**Tasks to perform**
• 1. In the passage on the Baku tower, who was at the gate when the writers went to look at the tower more closely?
• 2. Decide whether each statement agrees with the passage on the Baku tower. Answer yes or no, and quote the words from the passage that decide it.
(a) The tower stands close to a pedestrian crossing.
(b) The building has stood empty in the center of the capital for five years.
(c) Qasimov's channel has reported on why the tower is still empty.
• 3. Render this sentence from the passage on the Baku tower in Spanish: "Few people care to ask embarrassing questions, and nobody seems surprised that the immense expensive building formerly named Trump has remained empty in the center of the capital for five years."

The tower stands on the edge of a busy highway, far from the nearest pedestrian crossings. When we went to check it out more closely, two security guards were smoking at the gate. No entry. No explanation.

As it happened, that was also the day of the parliamentary elections, when Azerbaijani citizens voted for more than 1,000 registered candidates, an exercise in the perpetuation of rule of a single family.

Azerbaijan is deeply focused on its own local issues—and on the Aliyev—clan. Few people care to ask embarrassing questions, and nobody seems surprised that the immense expensive building formerly named Trump has remained empty in the center of the capital for five years. It's just part of the background. And it's not the only tower waiting for investors.

“If you did not ask me, I would not have thought of the Trump Tower’s whereabouts, even though it is actually close to where I live.” The head of Azerbaijan’s Public Television and Radio Broadcasting company, Balakishi Qasimov, shrugged his shoulders. Who owned the building before the U.S. presidential elections of 2016? Who owns it now? “It has never been the key issue, our [TV] channel has never reported the story on why that tower is still empty, I am not sure what the official version is, why it is no longer the Trump Tower,” Qasimov added.

The city of Baku knows how to hide millions of secrets, millions of whispers, how to offer Azerbaijani tea served in a traditional Armudu glass while keeping the gate between Europe, Asia and Middle East safe.

**Excerpted records**
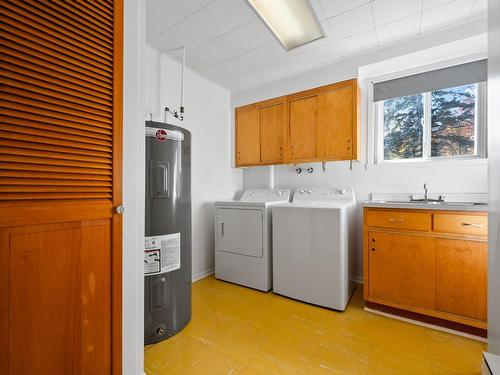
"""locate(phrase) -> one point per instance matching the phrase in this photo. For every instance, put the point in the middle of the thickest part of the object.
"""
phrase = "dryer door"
(240, 231)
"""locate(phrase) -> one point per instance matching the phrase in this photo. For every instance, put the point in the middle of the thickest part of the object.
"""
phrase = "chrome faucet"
(426, 197)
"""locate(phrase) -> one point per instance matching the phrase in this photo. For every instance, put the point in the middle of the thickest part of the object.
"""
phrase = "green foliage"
(403, 127)
(452, 124)
(452, 117)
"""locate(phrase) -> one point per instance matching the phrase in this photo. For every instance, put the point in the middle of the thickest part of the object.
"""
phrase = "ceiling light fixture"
(293, 22)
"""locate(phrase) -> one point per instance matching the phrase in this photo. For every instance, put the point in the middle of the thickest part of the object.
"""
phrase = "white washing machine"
(313, 246)
(243, 237)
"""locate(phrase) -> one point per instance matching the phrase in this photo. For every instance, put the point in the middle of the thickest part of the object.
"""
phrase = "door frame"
(117, 222)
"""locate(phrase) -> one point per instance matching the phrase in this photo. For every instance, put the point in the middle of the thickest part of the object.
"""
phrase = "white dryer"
(313, 246)
(243, 237)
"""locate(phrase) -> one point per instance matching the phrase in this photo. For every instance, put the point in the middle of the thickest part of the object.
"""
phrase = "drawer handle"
(473, 225)
(392, 220)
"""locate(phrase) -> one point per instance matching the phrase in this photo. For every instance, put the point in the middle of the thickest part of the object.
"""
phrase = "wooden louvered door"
(60, 182)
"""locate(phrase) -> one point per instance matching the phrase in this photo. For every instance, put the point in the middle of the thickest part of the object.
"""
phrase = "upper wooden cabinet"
(320, 124)
(247, 137)
(303, 129)
(260, 133)
(272, 126)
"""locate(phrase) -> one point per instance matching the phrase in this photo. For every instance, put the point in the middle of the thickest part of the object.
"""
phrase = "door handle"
(392, 220)
(472, 225)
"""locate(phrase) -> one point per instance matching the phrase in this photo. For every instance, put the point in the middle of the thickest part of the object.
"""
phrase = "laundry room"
(250, 187)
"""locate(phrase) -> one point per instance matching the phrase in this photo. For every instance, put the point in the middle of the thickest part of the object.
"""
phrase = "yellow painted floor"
(235, 330)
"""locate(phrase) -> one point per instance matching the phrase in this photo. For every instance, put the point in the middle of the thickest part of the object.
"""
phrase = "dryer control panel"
(323, 194)
(266, 195)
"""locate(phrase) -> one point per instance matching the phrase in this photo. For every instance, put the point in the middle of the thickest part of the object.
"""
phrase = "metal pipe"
(182, 77)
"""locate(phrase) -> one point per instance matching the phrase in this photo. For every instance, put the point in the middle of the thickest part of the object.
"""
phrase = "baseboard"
(357, 279)
(202, 274)
(427, 325)
(211, 271)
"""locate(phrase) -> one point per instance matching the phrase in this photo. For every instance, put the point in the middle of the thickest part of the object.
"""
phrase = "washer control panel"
(266, 195)
(323, 194)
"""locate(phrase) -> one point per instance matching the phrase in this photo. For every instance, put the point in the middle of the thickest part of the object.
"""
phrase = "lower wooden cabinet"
(401, 269)
(432, 270)
(461, 282)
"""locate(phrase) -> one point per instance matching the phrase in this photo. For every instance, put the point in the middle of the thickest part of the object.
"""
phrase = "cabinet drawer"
(397, 219)
(461, 224)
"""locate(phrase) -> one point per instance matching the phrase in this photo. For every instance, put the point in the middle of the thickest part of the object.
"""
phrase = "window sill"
(427, 164)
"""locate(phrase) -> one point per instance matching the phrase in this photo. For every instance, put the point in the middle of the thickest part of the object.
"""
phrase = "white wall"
(494, 177)
(133, 188)
(441, 178)
(208, 118)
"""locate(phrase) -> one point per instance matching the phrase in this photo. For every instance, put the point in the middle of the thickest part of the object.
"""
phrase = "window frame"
(480, 132)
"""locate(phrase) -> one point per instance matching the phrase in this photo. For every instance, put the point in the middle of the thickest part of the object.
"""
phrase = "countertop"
(446, 206)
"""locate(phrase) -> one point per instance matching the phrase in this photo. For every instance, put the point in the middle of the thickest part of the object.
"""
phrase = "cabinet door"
(303, 129)
(247, 137)
(336, 123)
(402, 269)
(462, 277)
(272, 121)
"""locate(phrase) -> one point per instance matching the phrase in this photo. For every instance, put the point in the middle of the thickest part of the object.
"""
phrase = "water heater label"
(162, 253)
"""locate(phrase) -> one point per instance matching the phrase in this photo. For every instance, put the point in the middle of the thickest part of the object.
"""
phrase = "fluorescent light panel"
(291, 21)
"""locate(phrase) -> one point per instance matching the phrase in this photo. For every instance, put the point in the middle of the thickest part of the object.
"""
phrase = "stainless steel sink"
(423, 202)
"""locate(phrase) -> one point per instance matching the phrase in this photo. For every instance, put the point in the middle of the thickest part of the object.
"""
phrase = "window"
(434, 125)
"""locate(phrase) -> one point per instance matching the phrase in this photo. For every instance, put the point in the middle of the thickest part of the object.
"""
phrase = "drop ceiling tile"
(327, 39)
(229, 68)
(225, 47)
(292, 64)
(323, 54)
(163, 42)
(195, 62)
(239, 10)
(386, 11)
(211, 22)
(318, 10)
(446, 15)
(479, 9)
(214, 74)
(258, 32)
(160, 17)
(357, 43)
(428, 4)
(274, 50)
(186, 7)
(352, 22)
(185, 34)
(333, 8)
(254, 59)
(402, 29)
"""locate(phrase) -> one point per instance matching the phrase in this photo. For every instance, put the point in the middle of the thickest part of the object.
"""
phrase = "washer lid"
(317, 205)
(310, 194)
(266, 195)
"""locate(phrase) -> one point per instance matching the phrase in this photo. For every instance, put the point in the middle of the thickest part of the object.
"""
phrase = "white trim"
(427, 325)
(429, 163)
(202, 274)
(357, 279)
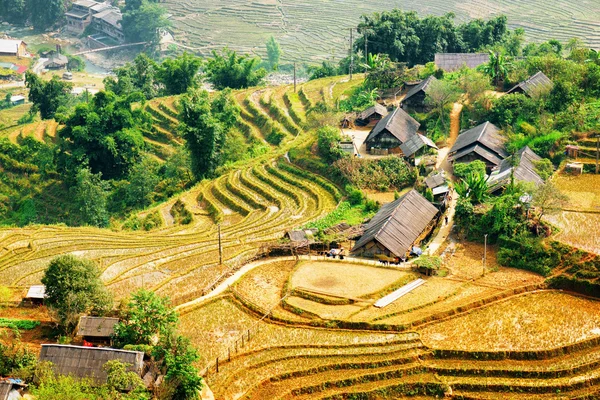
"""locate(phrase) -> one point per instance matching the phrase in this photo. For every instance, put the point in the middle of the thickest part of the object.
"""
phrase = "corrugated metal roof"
(454, 61)
(423, 86)
(376, 109)
(398, 224)
(533, 85)
(401, 125)
(87, 362)
(9, 46)
(96, 326)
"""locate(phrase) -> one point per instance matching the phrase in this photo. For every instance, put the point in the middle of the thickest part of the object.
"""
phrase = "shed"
(397, 133)
(56, 61)
(484, 142)
(397, 227)
(96, 329)
(415, 98)
(87, 362)
(524, 171)
(454, 61)
(371, 115)
(533, 86)
(11, 47)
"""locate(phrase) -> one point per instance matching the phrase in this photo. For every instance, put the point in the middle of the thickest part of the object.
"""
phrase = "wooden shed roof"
(421, 87)
(534, 84)
(101, 327)
(484, 139)
(376, 109)
(401, 125)
(398, 224)
(87, 362)
(454, 61)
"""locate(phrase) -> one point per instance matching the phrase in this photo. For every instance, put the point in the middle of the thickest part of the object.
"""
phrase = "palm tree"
(497, 68)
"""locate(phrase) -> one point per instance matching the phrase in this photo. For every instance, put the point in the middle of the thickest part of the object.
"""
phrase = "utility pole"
(220, 248)
(351, 52)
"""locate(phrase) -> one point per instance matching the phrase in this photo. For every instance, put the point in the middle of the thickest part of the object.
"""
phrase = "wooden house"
(397, 227)
(484, 142)
(15, 48)
(98, 330)
(372, 115)
(397, 133)
(454, 61)
(521, 170)
(534, 86)
(87, 362)
(415, 98)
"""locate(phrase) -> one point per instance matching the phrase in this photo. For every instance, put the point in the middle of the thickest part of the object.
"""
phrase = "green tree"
(48, 96)
(91, 194)
(273, 53)
(142, 24)
(180, 74)
(73, 287)
(230, 70)
(146, 319)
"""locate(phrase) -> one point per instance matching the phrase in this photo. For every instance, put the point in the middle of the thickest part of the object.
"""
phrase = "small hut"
(415, 98)
(484, 142)
(87, 362)
(533, 86)
(97, 330)
(372, 115)
(397, 227)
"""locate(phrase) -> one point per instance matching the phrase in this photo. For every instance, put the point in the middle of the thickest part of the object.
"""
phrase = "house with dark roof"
(87, 362)
(454, 61)
(484, 142)
(96, 329)
(372, 115)
(522, 169)
(397, 133)
(415, 98)
(397, 227)
(533, 86)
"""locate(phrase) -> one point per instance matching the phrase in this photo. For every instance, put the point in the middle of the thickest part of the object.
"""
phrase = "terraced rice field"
(314, 30)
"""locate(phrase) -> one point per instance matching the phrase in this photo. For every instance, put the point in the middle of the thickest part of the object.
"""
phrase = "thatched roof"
(101, 327)
(398, 123)
(524, 172)
(398, 224)
(484, 140)
(376, 109)
(533, 85)
(421, 87)
(453, 61)
(87, 362)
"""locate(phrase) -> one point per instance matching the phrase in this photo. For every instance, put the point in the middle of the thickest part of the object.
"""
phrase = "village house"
(372, 115)
(15, 48)
(415, 98)
(397, 133)
(97, 330)
(484, 142)
(87, 362)
(79, 16)
(397, 227)
(524, 171)
(108, 22)
(533, 86)
(454, 61)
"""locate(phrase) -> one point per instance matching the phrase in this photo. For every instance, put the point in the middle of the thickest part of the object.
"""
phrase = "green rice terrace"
(308, 329)
(318, 29)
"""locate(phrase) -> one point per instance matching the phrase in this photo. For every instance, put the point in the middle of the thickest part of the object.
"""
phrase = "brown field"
(344, 279)
(535, 321)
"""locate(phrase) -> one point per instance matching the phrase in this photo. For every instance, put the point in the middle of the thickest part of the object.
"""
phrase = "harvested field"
(535, 321)
(344, 279)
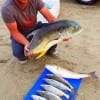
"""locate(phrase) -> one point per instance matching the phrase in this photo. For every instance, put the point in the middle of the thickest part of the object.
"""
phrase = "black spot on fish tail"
(93, 75)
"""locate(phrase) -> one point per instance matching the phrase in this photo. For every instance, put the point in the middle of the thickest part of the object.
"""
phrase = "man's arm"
(16, 34)
(47, 14)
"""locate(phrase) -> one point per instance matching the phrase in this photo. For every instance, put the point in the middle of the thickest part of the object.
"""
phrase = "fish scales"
(36, 97)
(57, 84)
(60, 79)
(48, 95)
(69, 74)
(52, 30)
(54, 90)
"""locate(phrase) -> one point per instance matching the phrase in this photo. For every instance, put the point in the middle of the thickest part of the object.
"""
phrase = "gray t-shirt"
(26, 19)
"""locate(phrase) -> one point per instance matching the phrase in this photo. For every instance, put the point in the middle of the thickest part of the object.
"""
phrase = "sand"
(80, 54)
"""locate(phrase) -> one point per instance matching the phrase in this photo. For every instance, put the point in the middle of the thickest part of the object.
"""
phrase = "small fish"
(54, 90)
(48, 95)
(44, 38)
(60, 79)
(57, 84)
(36, 97)
(69, 74)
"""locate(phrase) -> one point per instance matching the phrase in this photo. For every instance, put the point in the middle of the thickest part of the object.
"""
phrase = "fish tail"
(67, 96)
(41, 54)
(93, 75)
(73, 91)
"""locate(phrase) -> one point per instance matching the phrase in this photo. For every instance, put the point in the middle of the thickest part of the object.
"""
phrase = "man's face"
(23, 1)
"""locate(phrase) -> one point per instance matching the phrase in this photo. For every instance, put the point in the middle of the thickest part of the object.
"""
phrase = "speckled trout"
(47, 36)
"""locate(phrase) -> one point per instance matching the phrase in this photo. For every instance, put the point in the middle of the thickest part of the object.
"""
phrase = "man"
(20, 16)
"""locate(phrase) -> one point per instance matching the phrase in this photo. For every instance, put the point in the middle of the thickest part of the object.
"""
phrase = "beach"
(79, 54)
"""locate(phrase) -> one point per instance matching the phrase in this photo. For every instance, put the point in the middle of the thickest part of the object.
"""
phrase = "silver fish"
(60, 79)
(50, 32)
(69, 74)
(57, 84)
(48, 95)
(36, 97)
(54, 90)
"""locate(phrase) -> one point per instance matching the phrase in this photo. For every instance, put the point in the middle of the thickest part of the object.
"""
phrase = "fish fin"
(93, 75)
(67, 96)
(41, 54)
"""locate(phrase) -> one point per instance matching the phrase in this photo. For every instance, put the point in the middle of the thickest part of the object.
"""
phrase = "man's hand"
(26, 51)
(66, 38)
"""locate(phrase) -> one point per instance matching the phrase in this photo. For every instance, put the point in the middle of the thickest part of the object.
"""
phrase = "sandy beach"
(80, 54)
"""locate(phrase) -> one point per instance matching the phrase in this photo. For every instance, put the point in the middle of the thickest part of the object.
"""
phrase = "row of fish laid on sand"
(67, 73)
(51, 34)
(55, 88)
(56, 84)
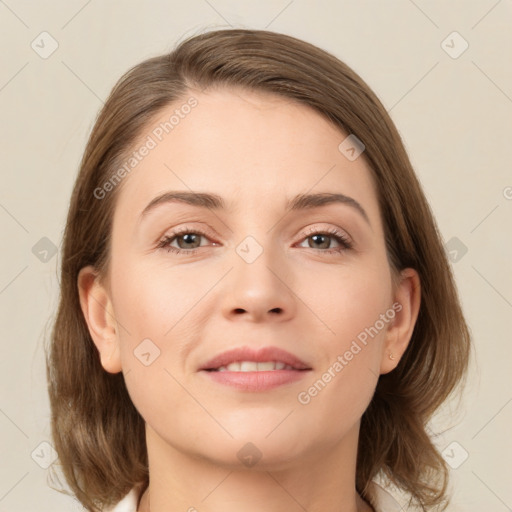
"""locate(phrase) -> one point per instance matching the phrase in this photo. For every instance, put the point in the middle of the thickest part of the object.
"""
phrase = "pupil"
(189, 238)
(318, 239)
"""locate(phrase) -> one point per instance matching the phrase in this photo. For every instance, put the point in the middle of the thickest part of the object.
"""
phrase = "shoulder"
(382, 500)
(128, 503)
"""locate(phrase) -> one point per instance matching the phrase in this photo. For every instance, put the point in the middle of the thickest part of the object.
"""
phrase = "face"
(261, 268)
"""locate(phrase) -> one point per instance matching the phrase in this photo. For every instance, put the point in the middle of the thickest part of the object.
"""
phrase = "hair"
(97, 431)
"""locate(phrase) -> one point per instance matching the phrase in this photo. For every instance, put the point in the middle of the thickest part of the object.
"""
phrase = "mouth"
(247, 359)
(253, 366)
(247, 369)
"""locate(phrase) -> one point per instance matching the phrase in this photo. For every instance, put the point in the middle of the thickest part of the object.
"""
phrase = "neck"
(323, 481)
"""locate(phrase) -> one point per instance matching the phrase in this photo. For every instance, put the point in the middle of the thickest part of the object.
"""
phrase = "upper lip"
(256, 355)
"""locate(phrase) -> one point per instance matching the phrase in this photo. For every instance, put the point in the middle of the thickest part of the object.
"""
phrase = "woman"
(257, 312)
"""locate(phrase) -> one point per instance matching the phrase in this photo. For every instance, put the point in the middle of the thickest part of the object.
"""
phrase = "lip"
(260, 380)
(256, 355)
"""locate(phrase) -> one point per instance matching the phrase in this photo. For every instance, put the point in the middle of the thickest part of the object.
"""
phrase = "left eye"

**Answers to each task**
• 1. Two security guards, who were smoking there.

• 2.
(a) No: "far from the nearest pedestrian crossings"
(b) Yes: "has remained empty in the center of the capital for five years"
(c) No: "our [TV] channel has never reported the story on why that tower is still empty"

• 3. Pocas personas se molestan en hacer preguntas incómodas, y a nadie parece sorprenderle que el inmenso y costoso edificio antes llamado Trump haya permanecido vacío en el centro de la capital durante cinco años.